Dataset ▸

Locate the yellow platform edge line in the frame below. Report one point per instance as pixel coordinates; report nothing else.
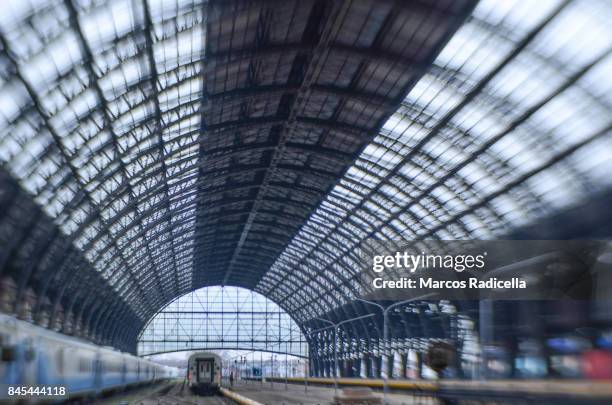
(240, 399)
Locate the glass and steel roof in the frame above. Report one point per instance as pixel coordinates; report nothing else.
(171, 145)
(228, 318)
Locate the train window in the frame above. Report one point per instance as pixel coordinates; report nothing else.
(84, 365)
(9, 353)
(60, 361)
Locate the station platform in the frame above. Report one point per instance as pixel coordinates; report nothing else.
(277, 393)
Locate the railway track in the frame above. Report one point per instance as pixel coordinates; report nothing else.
(179, 394)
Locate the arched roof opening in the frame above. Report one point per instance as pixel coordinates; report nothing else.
(222, 318)
(149, 148)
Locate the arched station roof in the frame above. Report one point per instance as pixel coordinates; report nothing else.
(150, 147)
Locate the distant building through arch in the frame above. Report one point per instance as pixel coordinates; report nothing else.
(222, 318)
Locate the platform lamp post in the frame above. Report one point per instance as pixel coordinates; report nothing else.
(385, 312)
(335, 326)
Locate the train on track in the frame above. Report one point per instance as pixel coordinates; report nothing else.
(32, 357)
(204, 372)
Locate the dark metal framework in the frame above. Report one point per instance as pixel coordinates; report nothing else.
(152, 148)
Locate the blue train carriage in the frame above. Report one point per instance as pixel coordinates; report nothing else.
(34, 356)
(204, 372)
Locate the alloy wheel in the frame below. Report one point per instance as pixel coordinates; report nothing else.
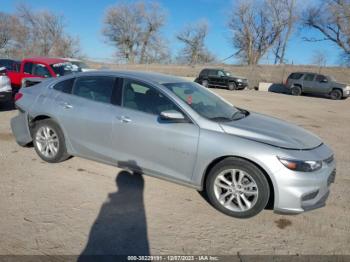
(47, 141)
(236, 190)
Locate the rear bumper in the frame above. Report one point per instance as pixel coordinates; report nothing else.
(346, 93)
(5, 96)
(241, 85)
(20, 129)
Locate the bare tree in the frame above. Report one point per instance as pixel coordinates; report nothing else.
(193, 37)
(289, 15)
(332, 19)
(122, 27)
(5, 30)
(255, 27)
(154, 20)
(134, 28)
(319, 59)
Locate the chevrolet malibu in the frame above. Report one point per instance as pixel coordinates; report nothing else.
(177, 130)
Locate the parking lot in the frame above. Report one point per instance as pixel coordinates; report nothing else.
(82, 206)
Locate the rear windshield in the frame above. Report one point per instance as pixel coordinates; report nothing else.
(295, 76)
(62, 69)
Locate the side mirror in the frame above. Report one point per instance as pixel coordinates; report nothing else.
(172, 115)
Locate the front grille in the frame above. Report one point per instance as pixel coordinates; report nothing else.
(329, 159)
(310, 196)
(331, 177)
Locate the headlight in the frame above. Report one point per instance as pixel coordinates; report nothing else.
(300, 165)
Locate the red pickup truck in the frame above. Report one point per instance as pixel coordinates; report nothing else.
(39, 67)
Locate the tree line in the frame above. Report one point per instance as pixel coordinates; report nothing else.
(256, 28)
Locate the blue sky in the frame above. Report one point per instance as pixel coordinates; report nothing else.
(85, 20)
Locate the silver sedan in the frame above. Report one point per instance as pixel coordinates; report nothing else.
(177, 130)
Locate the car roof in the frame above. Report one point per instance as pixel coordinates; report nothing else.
(305, 73)
(139, 75)
(213, 69)
(71, 59)
(45, 60)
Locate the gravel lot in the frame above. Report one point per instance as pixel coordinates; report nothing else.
(82, 206)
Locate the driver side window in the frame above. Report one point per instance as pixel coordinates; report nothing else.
(221, 74)
(41, 70)
(142, 97)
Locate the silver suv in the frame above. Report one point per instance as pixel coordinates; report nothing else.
(167, 127)
(302, 82)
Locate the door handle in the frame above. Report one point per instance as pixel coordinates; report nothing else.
(124, 119)
(66, 105)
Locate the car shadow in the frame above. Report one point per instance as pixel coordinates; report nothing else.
(7, 106)
(120, 227)
(279, 88)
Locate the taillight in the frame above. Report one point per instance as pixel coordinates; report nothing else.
(18, 96)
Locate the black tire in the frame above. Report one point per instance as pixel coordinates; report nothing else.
(336, 94)
(296, 91)
(263, 189)
(205, 83)
(232, 86)
(61, 153)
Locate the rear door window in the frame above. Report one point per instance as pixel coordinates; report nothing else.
(309, 77)
(28, 68)
(41, 70)
(142, 97)
(321, 78)
(96, 88)
(213, 72)
(204, 72)
(295, 76)
(65, 86)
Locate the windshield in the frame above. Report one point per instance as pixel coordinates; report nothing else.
(66, 68)
(204, 102)
(80, 64)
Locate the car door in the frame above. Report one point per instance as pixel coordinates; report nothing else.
(322, 84)
(148, 144)
(213, 77)
(86, 114)
(309, 83)
(222, 78)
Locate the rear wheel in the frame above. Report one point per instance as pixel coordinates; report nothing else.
(49, 141)
(232, 86)
(296, 91)
(237, 188)
(336, 94)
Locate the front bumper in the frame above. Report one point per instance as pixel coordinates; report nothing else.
(242, 85)
(5, 96)
(346, 93)
(302, 191)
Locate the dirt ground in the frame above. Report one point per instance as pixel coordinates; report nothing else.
(80, 206)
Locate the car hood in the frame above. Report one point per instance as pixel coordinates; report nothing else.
(272, 131)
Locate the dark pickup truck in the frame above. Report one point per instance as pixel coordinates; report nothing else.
(210, 77)
(312, 83)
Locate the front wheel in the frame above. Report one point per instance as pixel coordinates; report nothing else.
(205, 83)
(232, 86)
(336, 94)
(49, 143)
(296, 91)
(237, 188)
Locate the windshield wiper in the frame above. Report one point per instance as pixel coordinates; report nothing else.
(220, 118)
(239, 114)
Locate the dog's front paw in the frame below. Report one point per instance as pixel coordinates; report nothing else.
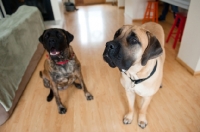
(128, 118)
(62, 110)
(142, 124)
(89, 96)
(142, 121)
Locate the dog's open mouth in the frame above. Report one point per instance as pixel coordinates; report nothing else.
(54, 52)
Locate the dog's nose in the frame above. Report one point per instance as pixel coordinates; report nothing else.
(52, 41)
(110, 45)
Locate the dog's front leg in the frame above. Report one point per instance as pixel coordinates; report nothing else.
(131, 100)
(142, 121)
(61, 108)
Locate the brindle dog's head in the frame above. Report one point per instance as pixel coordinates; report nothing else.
(131, 44)
(56, 41)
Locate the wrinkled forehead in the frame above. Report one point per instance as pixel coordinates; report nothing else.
(140, 33)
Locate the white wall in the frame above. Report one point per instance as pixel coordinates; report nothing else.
(135, 8)
(56, 9)
(189, 51)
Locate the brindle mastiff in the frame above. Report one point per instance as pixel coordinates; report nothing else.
(138, 52)
(62, 67)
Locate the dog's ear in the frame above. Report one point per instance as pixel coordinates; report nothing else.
(41, 37)
(153, 49)
(68, 35)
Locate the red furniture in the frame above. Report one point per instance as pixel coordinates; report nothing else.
(177, 28)
(151, 12)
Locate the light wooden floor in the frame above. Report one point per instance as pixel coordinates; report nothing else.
(174, 108)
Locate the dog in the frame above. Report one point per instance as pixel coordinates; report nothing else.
(139, 54)
(61, 68)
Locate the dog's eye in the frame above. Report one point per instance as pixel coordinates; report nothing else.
(133, 40)
(46, 35)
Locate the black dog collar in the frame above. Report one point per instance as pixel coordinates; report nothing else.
(143, 79)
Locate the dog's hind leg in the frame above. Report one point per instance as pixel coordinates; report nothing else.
(61, 108)
(50, 96)
(46, 82)
(88, 95)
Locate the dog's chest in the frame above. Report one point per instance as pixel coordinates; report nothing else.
(63, 74)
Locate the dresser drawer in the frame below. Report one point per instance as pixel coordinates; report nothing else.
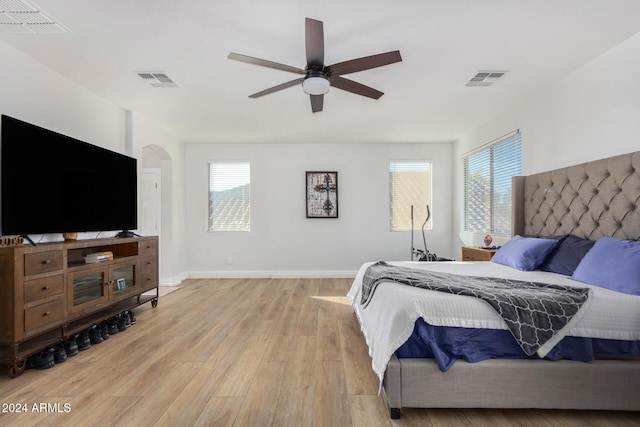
(149, 263)
(42, 262)
(477, 254)
(148, 280)
(45, 287)
(44, 314)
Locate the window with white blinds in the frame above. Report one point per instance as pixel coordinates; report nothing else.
(487, 185)
(409, 185)
(230, 196)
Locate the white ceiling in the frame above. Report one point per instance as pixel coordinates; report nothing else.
(443, 44)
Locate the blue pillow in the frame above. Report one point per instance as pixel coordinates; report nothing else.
(567, 255)
(613, 264)
(524, 253)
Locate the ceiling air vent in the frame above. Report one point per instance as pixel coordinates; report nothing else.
(486, 78)
(156, 79)
(21, 17)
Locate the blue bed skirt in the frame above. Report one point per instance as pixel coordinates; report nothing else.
(448, 344)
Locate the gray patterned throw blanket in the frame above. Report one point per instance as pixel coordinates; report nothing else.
(534, 312)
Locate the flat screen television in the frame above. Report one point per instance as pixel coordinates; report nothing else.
(52, 183)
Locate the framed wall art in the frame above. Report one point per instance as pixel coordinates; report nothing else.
(322, 194)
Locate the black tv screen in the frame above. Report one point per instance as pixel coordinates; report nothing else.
(52, 183)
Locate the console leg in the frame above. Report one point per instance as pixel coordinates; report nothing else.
(395, 413)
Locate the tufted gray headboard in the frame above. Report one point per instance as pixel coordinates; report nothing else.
(591, 200)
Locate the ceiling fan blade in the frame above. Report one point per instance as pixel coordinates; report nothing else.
(316, 102)
(265, 63)
(314, 44)
(355, 87)
(364, 63)
(277, 88)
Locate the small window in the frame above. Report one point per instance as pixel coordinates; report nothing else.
(487, 185)
(230, 196)
(409, 187)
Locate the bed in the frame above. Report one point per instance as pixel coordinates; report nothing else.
(596, 202)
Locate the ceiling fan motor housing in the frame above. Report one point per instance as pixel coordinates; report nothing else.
(316, 83)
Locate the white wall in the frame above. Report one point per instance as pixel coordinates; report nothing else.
(282, 240)
(592, 113)
(145, 133)
(34, 93)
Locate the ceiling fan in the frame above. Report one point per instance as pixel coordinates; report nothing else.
(319, 77)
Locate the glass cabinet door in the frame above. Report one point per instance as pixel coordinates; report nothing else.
(88, 288)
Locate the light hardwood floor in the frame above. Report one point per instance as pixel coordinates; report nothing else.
(241, 352)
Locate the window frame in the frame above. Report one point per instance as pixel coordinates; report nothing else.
(419, 211)
(511, 144)
(228, 226)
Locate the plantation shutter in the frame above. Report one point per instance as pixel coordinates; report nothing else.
(409, 185)
(230, 196)
(487, 185)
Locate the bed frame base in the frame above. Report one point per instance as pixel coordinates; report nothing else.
(541, 384)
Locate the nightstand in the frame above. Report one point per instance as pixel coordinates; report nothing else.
(475, 253)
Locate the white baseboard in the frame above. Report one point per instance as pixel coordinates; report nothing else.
(254, 274)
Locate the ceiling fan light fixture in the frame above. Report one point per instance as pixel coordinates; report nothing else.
(315, 85)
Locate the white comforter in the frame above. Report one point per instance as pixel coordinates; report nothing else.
(388, 320)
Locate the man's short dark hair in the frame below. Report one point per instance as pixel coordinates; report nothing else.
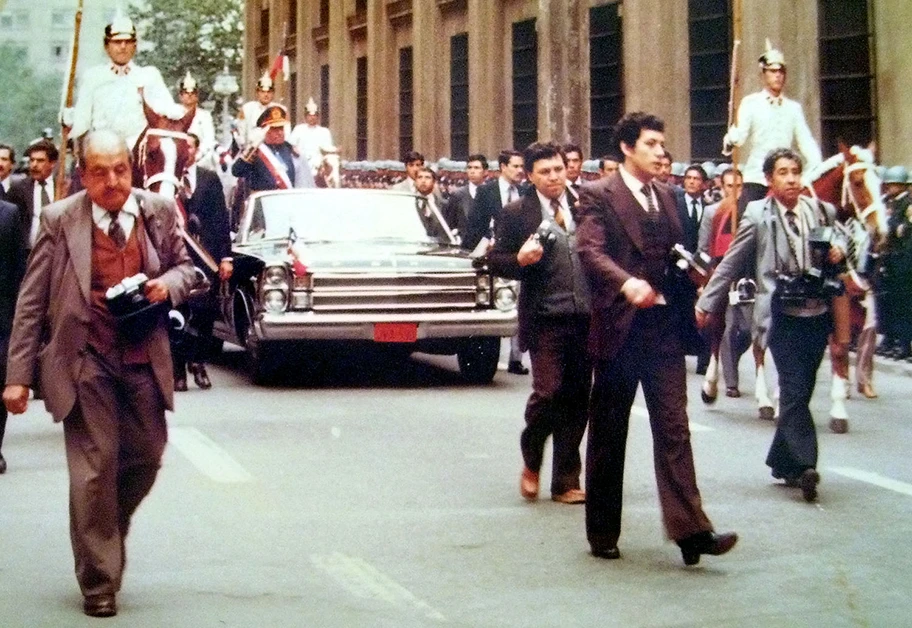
(478, 157)
(47, 147)
(569, 147)
(698, 169)
(769, 163)
(411, 156)
(506, 155)
(628, 129)
(538, 151)
(11, 150)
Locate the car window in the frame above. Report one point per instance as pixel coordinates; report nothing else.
(337, 216)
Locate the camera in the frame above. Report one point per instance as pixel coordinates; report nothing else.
(545, 236)
(136, 316)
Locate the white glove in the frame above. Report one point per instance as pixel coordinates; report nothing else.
(256, 137)
(66, 116)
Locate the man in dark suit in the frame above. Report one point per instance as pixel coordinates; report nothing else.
(10, 277)
(108, 388)
(207, 222)
(691, 211)
(37, 190)
(628, 225)
(462, 200)
(553, 320)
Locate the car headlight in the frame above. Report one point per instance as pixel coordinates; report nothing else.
(275, 276)
(505, 298)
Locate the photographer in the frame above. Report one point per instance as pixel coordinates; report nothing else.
(535, 242)
(787, 238)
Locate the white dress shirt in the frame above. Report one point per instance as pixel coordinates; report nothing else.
(766, 122)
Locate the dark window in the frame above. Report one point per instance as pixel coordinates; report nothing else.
(606, 96)
(525, 84)
(459, 96)
(847, 93)
(710, 38)
(324, 94)
(406, 98)
(361, 103)
(324, 13)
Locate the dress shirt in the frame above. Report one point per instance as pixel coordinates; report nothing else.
(126, 216)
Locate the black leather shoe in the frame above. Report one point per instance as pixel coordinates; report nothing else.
(200, 376)
(100, 605)
(517, 368)
(608, 553)
(706, 543)
(807, 482)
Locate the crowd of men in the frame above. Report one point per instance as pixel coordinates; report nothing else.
(603, 307)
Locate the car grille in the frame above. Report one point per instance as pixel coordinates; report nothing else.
(393, 292)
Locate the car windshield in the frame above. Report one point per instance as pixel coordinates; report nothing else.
(339, 215)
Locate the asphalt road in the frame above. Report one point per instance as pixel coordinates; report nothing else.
(385, 493)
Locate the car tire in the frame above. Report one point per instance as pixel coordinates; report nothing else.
(478, 359)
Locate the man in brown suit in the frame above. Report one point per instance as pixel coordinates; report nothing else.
(628, 225)
(111, 393)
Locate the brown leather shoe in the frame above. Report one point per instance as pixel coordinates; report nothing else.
(573, 496)
(867, 390)
(100, 605)
(528, 484)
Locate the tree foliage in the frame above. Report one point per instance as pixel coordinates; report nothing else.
(201, 36)
(31, 101)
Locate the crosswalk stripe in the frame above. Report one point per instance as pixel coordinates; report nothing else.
(208, 457)
(873, 478)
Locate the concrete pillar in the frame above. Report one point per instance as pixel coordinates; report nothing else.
(563, 71)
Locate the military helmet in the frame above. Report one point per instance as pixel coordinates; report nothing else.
(896, 174)
(772, 59)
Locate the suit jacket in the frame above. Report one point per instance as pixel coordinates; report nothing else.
(610, 244)
(208, 216)
(760, 242)
(10, 264)
(54, 301)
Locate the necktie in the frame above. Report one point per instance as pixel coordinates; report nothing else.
(558, 213)
(650, 205)
(45, 198)
(115, 232)
(792, 219)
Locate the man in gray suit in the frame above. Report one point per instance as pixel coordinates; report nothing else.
(774, 235)
(110, 389)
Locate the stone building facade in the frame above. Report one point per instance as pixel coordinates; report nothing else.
(449, 77)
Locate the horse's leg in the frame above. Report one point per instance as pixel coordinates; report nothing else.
(714, 331)
(761, 392)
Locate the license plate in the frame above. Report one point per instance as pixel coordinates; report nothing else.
(395, 332)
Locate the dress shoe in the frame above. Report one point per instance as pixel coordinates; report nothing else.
(706, 543)
(100, 605)
(807, 482)
(200, 376)
(528, 484)
(867, 390)
(608, 553)
(573, 496)
(517, 368)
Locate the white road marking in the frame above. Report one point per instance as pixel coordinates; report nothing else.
(205, 455)
(873, 478)
(640, 411)
(363, 580)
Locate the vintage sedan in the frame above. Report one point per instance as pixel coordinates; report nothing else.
(322, 266)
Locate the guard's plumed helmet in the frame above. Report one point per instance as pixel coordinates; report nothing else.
(187, 84)
(896, 174)
(265, 83)
(772, 59)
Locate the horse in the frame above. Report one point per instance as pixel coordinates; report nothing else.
(329, 174)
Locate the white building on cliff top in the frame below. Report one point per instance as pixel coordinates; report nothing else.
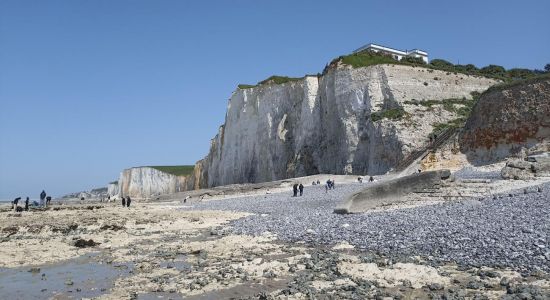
(397, 54)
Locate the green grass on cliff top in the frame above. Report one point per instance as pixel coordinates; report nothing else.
(507, 85)
(175, 170)
(273, 79)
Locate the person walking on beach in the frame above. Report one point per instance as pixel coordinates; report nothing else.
(14, 203)
(42, 197)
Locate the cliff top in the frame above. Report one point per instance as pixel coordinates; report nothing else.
(175, 170)
(368, 58)
(511, 84)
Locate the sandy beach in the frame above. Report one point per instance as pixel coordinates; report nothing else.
(209, 250)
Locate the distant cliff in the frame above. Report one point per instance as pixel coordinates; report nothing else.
(346, 121)
(507, 119)
(96, 193)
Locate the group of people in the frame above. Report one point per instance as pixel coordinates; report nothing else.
(360, 179)
(330, 185)
(44, 201)
(126, 201)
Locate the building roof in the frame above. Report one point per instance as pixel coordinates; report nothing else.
(389, 49)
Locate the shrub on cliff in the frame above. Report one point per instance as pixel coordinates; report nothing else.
(493, 70)
(392, 114)
(367, 58)
(175, 170)
(441, 64)
(279, 79)
(245, 86)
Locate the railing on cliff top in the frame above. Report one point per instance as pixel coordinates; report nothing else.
(442, 138)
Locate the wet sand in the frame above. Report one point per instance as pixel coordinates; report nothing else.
(163, 250)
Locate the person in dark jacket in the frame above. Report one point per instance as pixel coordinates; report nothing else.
(42, 198)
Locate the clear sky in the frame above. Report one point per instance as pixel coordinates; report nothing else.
(88, 88)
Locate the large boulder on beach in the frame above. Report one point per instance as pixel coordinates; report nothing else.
(392, 191)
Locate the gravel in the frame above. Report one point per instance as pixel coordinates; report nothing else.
(471, 173)
(510, 230)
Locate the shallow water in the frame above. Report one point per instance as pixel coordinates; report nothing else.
(89, 277)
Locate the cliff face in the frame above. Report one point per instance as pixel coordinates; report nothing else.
(332, 124)
(112, 189)
(506, 120)
(146, 182)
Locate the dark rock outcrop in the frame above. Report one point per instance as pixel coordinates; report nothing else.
(508, 119)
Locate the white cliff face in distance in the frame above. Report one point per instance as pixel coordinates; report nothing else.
(147, 182)
(325, 124)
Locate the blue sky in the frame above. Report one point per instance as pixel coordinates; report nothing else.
(88, 88)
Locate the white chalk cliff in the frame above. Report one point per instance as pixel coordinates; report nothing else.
(146, 182)
(325, 124)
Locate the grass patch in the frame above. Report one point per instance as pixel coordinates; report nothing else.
(367, 58)
(175, 170)
(448, 104)
(245, 86)
(463, 113)
(507, 85)
(391, 114)
(279, 79)
(275, 79)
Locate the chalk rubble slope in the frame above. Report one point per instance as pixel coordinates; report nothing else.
(324, 124)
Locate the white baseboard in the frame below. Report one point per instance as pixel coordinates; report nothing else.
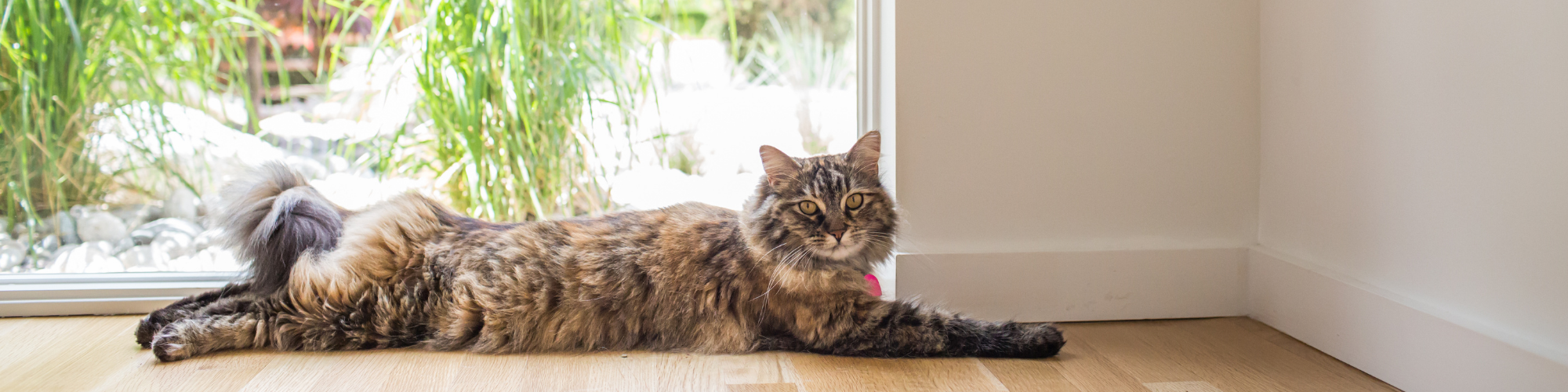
(1080, 286)
(1399, 344)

Work to complete ▸ With the pictures excluded, transcribe word for word only the lines from the one containing "Locate the large" through the last line of the records.

Written solution ▸
Locate the large boulder on beach in the frame above. Report one point per instance as pixel coordinates; report nothing else.
(392, 191)
Locate the gravel in the frame above. Report one point per instance as pixel coordinates; report nothing else.
(471, 173)
(510, 230)
Locate the shallow water in the frame above. Report one point per instance as pixel coordinates; report nothing else.
(89, 277)
Locate the cliff face in the frame above. Report one point per instance as pixel coordinates; report nothing else.
(332, 124)
(112, 189)
(506, 120)
(146, 182)
Locate the dark rock outcrop in the frame above. Report one point per instance as pixel coordinates; report nothing else.
(508, 119)
Locate the white cliff face in distance in the frame above. Report one point per instance as pixel coordinates; report nothing else.
(147, 182)
(325, 124)
Locate the blue sky in the frame above. Report one point per instance as pixel coordinates; report nothing else.
(88, 88)
Locate the white chalk cliff in the frame above. Report one point per instance as pixel coordinates; report nothing else.
(146, 182)
(325, 124)
Locate the grass patch in the frame above. Report one point per instance as pixel coordinates; report nothing else.
(367, 58)
(175, 170)
(448, 104)
(245, 86)
(463, 113)
(507, 85)
(391, 114)
(279, 79)
(275, 79)
Locate the chalk rubble slope in the frame above. Report one point per instance as pixel coordinates; report nothing else.
(324, 124)
Locate the white baseboard in the frame below. Report one point per instance as pixel coordinates; report nothing else.
(1080, 286)
(1399, 344)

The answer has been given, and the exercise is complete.